- [Supplied data]:
=== Section Start ===
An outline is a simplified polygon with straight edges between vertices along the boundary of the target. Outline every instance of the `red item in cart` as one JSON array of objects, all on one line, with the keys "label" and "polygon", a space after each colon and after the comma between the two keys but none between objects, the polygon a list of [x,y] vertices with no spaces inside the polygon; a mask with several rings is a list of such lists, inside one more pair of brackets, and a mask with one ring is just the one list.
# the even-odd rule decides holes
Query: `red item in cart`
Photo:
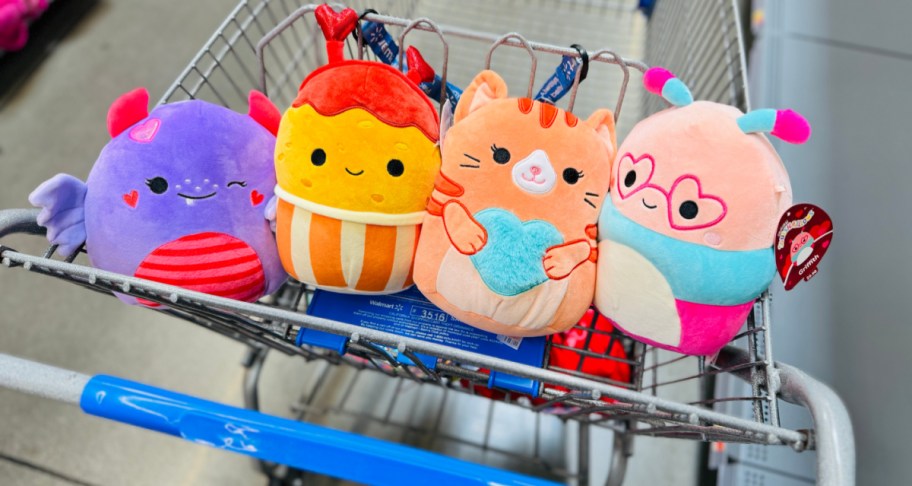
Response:
[{"label": "red item in cart", "polygon": [[[605,316],[596,314],[595,310],[589,309],[583,318],[580,319],[579,326],[602,332],[590,333],[586,329],[573,327],[569,331],[554,335],[551,338],[552,347],[549,363],[558,368],[578,370],[589,375],[630,383],[630,364],[619,361],[626,361],[627,353],[624,351],[624,346],[618,336],[614,337],[613,343],[611,342],[611,332],[614,330],[611,322]],[[592,338],[587,346],[586,339],[588,339],[589,334],[592,334]],[[585,349],[592,353],[603,356],[608,355],[617,359],[587,357],[583,360],[582,367],[580,367],[579,362],[583,357],[582,354],[569,349],[558,348],[553,346],[554,344]],[[608,350],[609,345],[611,346],[610,351]]]},{"label": "red item in cart", "polygon": [[[595,329],[598,332],[590,332],[588,329]],[[555,334],[551,337],[552,346],[548,362],[551,366],[556,368],[579,371],[589,375],[608,378],[610,380],[619,381],[622,383],[630,383],[632,374],[630,364],[626,362],[628,360],[627,352],[624,351],[624,346],[621,342],[620,337],[615,334],[614,338],[612,339],[611,333],[613,331],[614,326],[611,325],[611,322],[606,319],[605,316],[597,314],[594,309],[589,309],[586,311],[586,314],[583,316],[583,318],[580,319],[577,327],[573,327],[568,331]],[[590,334],[592,335],[591,338],[589,337]],[[587,339],[589,340],[588,346],[586,342]],[[607,355],[615,359],[598,358],[593,356],[587,356],[585,359],[583,359],[583,355],[574,350],[564,349],[554,345],[566,346],[579,350],[587,350],[595,354],[602,356]],[[608,349],[609,346],[611,347],[610,351]],[[583,364],[580,367],[581,359],[583,359]],[[479,371],[488,372],[488,370],[484,368]],[[467,386],[468,382],[466,380],[463,380],[463,385]],[[570,391],[563,386],[546,386],[564,392]],[[506,392],[491,389],[483,385],[475,385],[475,393],[477,395],[494,400],[503,400],[507,397]],[[510,393],[510,398],[513,400],[516,400],[521,396],[524,395],[521,395],[519,393]],[[614,403],[613,399],[607,397],[603,397],[602,401],[607,403]],[[532,399],[532,403],[534,405],[541,405],[545,402],[547,402],[547,400],[544,398]]]}]

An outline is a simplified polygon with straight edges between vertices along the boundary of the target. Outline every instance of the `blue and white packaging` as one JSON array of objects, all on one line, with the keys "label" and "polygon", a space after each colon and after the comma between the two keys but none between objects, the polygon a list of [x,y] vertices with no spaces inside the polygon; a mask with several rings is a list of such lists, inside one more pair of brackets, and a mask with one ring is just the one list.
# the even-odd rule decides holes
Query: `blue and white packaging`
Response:
[{"label": "blue and white packaging", "polygon": [[[389,295],[340,294],[316,290],[307,314],[334,321],[385,331],[400,336],[443,344],[516,363],[541,367],[545,358],[546,337],[514,338],[482,331],[464,324],[430,303],[415,288]],[[335,334],[302,329],[298,344],[311,344],[344,352],[347,338]],[[395,350],[389,350],[396,354]],[[417,357],[430,369],[436,366],[432,356]],[[411,363],[405,356],[398,360]],[[491,373],[489,386],[507,388],[538,396],[539,382]]]}]

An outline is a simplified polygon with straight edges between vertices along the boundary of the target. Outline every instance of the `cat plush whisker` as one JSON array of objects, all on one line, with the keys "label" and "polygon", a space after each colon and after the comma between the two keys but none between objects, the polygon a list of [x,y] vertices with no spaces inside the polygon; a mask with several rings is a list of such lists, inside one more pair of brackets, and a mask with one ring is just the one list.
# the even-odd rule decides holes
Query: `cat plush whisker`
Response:
[{"label": "cat plush whisker", "polygon": [[459,164],[459,167],[466,167],[466,168],[469,168],[469,169],[479,169],[479,168],[481,168],[480,165],[472,165],[472,164]]},{"label": "cat plush whisker", "polygon": [[588,198],[584,197],[583,201],[586,201],[586,204],[592,206],[593,209],[597,209],[597,206],[592,201],[590,201]]},{"label": "cat plush whisker", "polygon": [[599,195],[594,192],[587,192],[586,195],[590,197],[599,197]]},{"label": "cat plush whisker", "polygon": [[468,158],[474,160],[475,162],[478,162],[479,164],[481,163],[481,159],[477,159],[477,158],[475,158],[475,157],[472,157],[472,156],[469,155],[469,154],[462,154],[462,155],[465,155],[466,157],[468,157]]}]

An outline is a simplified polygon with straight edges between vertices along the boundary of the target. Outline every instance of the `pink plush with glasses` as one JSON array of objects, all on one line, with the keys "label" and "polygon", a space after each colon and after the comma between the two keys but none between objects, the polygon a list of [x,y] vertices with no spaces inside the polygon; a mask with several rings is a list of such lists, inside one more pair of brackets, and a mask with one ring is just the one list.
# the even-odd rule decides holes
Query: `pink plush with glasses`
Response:
[{"label": "pink plush with glasses", "polygon": [[643,82],[673,106],[640,121],[618,150],[599,217],[595,304],[641,341],[711,355],[772,282],[776,225],[792,204],[763,133],[803,143],[810,125],[791,110],[695,102],[663,68]]},{"label": "pink plush with glasses", "polygon": [[[664,204],[668,226],[672,229],[696,230],[707,228],[721,221],[728,212],[728,207],[721,197],[703,193],[700,178],[696,175],[683,174],[678,176],[667,188],[653,183],[652,176],[655,174],[655,160],[649,154],[634,158],[633,154],[628,152],[621,157],[618,164],[620,174],[629,174],[631,172],[637,174],[637,182],[629,188],[622,184],[620,178],[615,181],[620,199],[623,201],[637,196],[643,206],[648,209],[655,209],[659,204]],[[647,200],[653,202],[653,204],[650,204]],[[695,205],[699,207],[699,211],[694,214],[694,217],[688,219],[680,213],[686,212],[686,209],[692,206],[682,205],[686,201],[694,200],[696,200]],[[672,208],[679,208],[679,211],[672,211]],[[686,214],[689,215],[690,213]]]}]

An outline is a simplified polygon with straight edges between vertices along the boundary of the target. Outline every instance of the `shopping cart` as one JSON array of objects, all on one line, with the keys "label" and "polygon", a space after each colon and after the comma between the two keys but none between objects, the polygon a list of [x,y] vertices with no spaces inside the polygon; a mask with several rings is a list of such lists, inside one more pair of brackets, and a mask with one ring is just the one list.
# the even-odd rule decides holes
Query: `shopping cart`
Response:
[{"label": "shopping cart", "polygon": [[[363,19],[382,23],[398,33],[403,47],[420,47],[444,81],[462,85],[482,68],[486,57],[511,86],[521,88],[547,75],[543,66],[557,65],[561,56],[581,57],[580,50],[558,44],[616,46],[589,51],[590,79],[577,85],[578,90],[575,88],[569,98],[582,112],[597,106],[613,107],[621,134],[639,116],[661,108],[655,99],[647,101],[642,96],[639,79],[647,66],[634,60],[638,58],[678,72],[695,87],[698,98],[746,108],[743,41],[735,1],[666,0],[658,3],[648,22],[635,11],[637,2],[535,2],[522,4],[523,9],[514,2],[379,3],[354,7],[365,12]],[[384,14],[371,13],[366,7]],[[161,102],[202,98],[240,110],[246,106],[247,92],[256,88],[279,106],[289,104],[300,81],[325,62],[320,32],[312,16],[314,8],[278,0],[242,1]],[[535,19],[545,23],[539,25]],[[550,43],[529,41],[517,33],[484,31],[511,30],[504,28],[514,25],[510,22],[516,30],[526,26],[529,33]],[[500,47],[496,55],[494,47]],[[372,57],[359,36],[348,42],[348,50],[351,57]],[[36,215],[36,210],[0,211],[0,238],[14,233],[43,234]],[[847,412],[829,388],[773,360],[768,295],[755,306],[745,330],[713,359],[679,356],[615,331],[578,326],[589,336],[581,349],[549,341],[549,347],[578,355],[576,369],[553,363],[536,368],[308,316],[303,311],[313,289],[296,282],[259,303],[244,303],[93,269],[81,263],[80,253],[56,255],[55,250],[51,247],[44,254],[31,255],[0,244],[0,262],[4,267],[63,279],[89,290],[158,302],[164,305],[154,312],[247,344],[250,352],[244,363],[244,397],[252,410],[120,378],[88,377],[6,355],[0,355],[0,385],[79,403],[87,413],[253,456],[260,460],[263,472],[278,481],[311,471],[371,483],[421,477],[428,482],[536,484],[539,480],[532,477],[536,476],[584,484],[591,470],[590,448],[599,448],[606,451],[606,457],[611,451],[608,483],[619,484],[632,454],[632,438],[645,435],[788,446],[798,452],[813,449],[817,451],[820,483],[854,484],[854,443]],[[343,345],[326,347],[308,341],[303,337],[310,330],[342,336]],[[609,339],[607,350],[618,343],[626,356],[612,356],[590,346],[592,337],[599,333]],[[310,362],[311,386],[292,406],[298,420],[256,412],[260,373],[272,350]],[[422,359],[427,356],[433,357],[430,364]],[[632,379],[617,381],[585,372],[584,363],[593,359],[629,366]],[[723,375],[743,379],[748,393],[733,387],[735,392],[720,394],[722,387],[714,385]],[[504,382],[495,380],[498,376],[539,383],[538,397],[531,399],[510,389],[485,393],[492,384]],[[326,391],[327,384],[340,380],[346,383],[341,390],[335,387],[333,392]],[[365,380],[392,390],[382,405],[374,403],[370,411],[350,406],[359,393],[370,393]],[[331,393],[335,396],[327,398]],[[424,415],[424,420],[412,420],[416,408],[426,402],[416,397],[435,393],[443,398],[428,401],[433,403],[428,405],[433,410],[417,414]],[[462,422],[477,431],[469,436],[454,434],[442,425],[447,413],[452,413],[446,407],[469,403],[453,398],[464,395],[482,395],[470,402],[482,405]],[[807,408],[813,429],[781,426],[779,399]],[[749,404],[748,415],[733,412],[733,403]],[[397,413],[406,406],[409,413]],[[528,447],[517,451],[495,443],[496,429],[501,425],[497,410],[503,407],[530,424],[533,433]],[[340,418],[374,423],[378,428],[368,429],[383,432],[373,435],[396,438],[408,445],[319,425],[344,423]],[[612,443],[593,443],[594,427],[612,430]],[[555,453],[553,445],[549,447],[546,435],[556,430],[561,436],[570,429],[577,444],[574,457],[568,459],[563,451]],[[447,448],[446,444],[453,443],[459,447]],[[490,452],[500,459],[481,455],[479,460],[515,472],[422,449],[460,451],[460,455],[467,449]],[[362,467],[348,467],[356,462]]]}]

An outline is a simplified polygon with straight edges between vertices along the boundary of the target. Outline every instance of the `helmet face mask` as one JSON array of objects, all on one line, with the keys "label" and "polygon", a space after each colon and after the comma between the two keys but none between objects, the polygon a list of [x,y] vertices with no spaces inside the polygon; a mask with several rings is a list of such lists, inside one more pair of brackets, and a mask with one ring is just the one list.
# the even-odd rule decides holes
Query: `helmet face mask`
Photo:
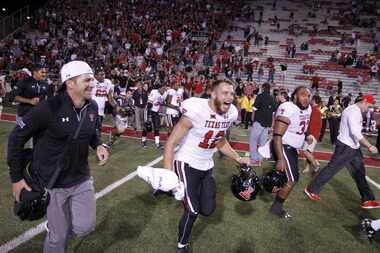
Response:
[{"label": "helmet face mask", "polygon": [[263,177],[263,188],[270,193],[278,192],[288,182],[288,178],[283,171],[271,170]]},{"label": "helmet face mask", "polygon": [[240,174],[232,176],[231,191],[239,200],[254,200],[261,190],[259,181],[259,177],[253,169],[247,165],[242,165]]}]

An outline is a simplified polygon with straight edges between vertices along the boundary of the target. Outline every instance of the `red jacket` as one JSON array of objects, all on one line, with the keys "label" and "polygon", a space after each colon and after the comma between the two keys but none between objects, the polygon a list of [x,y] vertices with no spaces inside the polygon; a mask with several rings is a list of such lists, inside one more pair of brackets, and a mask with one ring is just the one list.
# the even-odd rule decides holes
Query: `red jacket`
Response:
[{"label": "red jacket", "polygon": [[321,128],[322,128],[322,114],[321,114],[321,111],[319,110],[319,106],[315,105],[312,107],[312,110],[311,110],[309,129],[307,133],[313,135],[314,138],[318,140],[319,136],[321,135]]}]

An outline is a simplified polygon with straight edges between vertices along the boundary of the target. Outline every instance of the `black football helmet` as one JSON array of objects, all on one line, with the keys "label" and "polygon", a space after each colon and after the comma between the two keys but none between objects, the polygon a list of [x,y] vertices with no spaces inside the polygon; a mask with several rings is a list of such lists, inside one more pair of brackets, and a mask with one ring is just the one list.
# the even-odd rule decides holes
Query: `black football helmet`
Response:
[{"label": "black football helmet", "polygon": [[262,178],[262,184],[267,192],[278,192],[288,182],[284,171],[271,170]]},{"label": "black football helmet", "polygon": [[240,174],[232,176],[231,190],[237,199],[251,201],[261,190],[259,177],[246,164],[240,165]]},{"label": "black football helmet", "polygon": [[120,115],[122,117],[130,117],[133,114],[134,114],[134,110],[130,106],[125,106],[125,107],[121,108],[121,110],[120,110]]}]

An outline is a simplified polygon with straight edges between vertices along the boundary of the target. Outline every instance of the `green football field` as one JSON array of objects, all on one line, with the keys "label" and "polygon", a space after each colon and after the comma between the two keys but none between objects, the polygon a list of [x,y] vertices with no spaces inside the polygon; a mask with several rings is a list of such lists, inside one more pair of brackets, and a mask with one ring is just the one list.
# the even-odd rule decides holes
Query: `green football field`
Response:
[{"label": "green football field", "polygon": [[[21,222],[12,213],[11,185],[5,162],[6,141],[12,123],[0,122],[0,247],[40,222]],[[244,131],[234,129],[234,139]],[[240,135],[240,137],[238,136]],[[328,145],[327,145],[328,146]],[[330,147],[331,150],[331,147]],[[96,165],[91,154],[92,174],[97,191],[132,173],[162,155],[153,147],[142,148],[138,140],[123,138],[116,143],[109,163]],[[353,180],[342,170],[323,189],[320,202],[311,202],[303,194],[310,175],[301,175],[285,208],[294,216],[281,220],[268,213],[273,195],[261,192],[258,199],[242,202],[229,190],[236,165],[215,155],[218,183],[217,209],[208,218],[197,220],[191,245],[195,253],[253,252],[380,252],[380,235],[369,244],[360,234],[360,220],[380,218],[380,209],[363,210]],[[302,163],[300,163],[302,164]],[[160,166],[160,163],[156,166]],[[271,169],[267,162],[256,168],[259,174]],[[367,175],[380,182],[380,168],[368,168]],[[380,191],[372,187],[379,196]],[[68,252],[175,252],[178,220],[182,205],[174,198],[152,196],[152,190],[135,177],[97,201],[96,230],[70,243]],[[45,233],[10,252],[42,252]]]}]

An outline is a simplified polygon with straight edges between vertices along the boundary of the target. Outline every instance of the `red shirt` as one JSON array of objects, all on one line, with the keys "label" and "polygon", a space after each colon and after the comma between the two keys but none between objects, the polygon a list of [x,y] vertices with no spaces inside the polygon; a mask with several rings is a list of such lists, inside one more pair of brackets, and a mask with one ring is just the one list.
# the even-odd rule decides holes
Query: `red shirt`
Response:
[{"label": "red shirt", "polygon": [[308,134],[311,134],[314,136],[315,139],[319,139],[319,136],[321,135],[321,128],[322,128],[322,114],[319,110],[319,106],[313,106],[311,110],[310,115],[310,123],[309,123],[309,129]]}]

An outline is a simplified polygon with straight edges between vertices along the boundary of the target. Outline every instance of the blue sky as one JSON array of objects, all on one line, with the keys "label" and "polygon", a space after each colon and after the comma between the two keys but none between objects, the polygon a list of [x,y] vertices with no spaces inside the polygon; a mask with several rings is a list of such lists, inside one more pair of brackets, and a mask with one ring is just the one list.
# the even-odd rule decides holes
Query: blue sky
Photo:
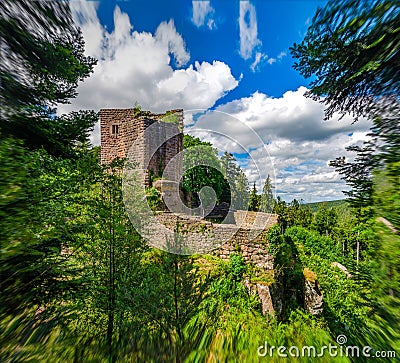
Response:
[{"label": "blue sky", "polygon": [[[328,163],[350,156],[345,147],[366,139],[369,122],[324,122],[323,106],[303,96],[310,80],[293,70],[289,51],[325,3],[71,0],[86,53],[99,61],[59,113],[135,102],[153,112],[183,108],[186,132],[236,154],[259,188],[271,174],[287,201],[343,198]],[[196,118],[193,109],[208,111]]]},{"label": "blue sky", "polygon": [[[207,62],[220,60],[229,64],[236,79],[243,75],[239,86],[218,99],[216,106],[249,95],[255,90],[279,97],[289,89],[307,86],[309,80],[292,68],[289,47],[302,40],[317,6],[323,6],[326,0],[259,0],[241,3],[250,5],[244,16],[246,23],[251,22],[252,8],[256,14],[256,39],[259,43],[252,49],[248,59],[244,59],[240,53],[239,1],[100,1],[97,13],[100,22],[109,31],[114,29],[115,6],[129,14],[133,29],[137,31],[154,33],[161,22],[173,19],[176,31],[182,34],[190,50],[191,59]],[[212,9],[205,14],[204,22],[196,22],[195,17],[200,14],[196,14],[194,4],[209,4]],[[264,58],[252,70],[256,53]],[[174,62],[172,66],[178,68]]]}]

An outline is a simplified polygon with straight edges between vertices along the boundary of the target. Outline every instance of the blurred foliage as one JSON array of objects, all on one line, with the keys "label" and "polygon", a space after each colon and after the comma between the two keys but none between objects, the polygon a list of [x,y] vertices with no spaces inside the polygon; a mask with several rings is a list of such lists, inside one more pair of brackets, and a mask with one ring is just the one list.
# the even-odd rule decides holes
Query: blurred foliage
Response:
=== Section End ===
- [Your task]: What lines of the listing above hold "Query"? Copy all of them.

- [Answer space]:
Query: `red item in cart`
Query: `blue and white packaging`
Query: `cat plush whisker`
Query: `pink plush with glasses`
Query: `shopping cart`
Query: `helmet face mask`
Query: `red jacket`
Query: `black football helmet`
Query: `green football field`
Query: `red shirt`
Query: blue sky
Query: blurred foliage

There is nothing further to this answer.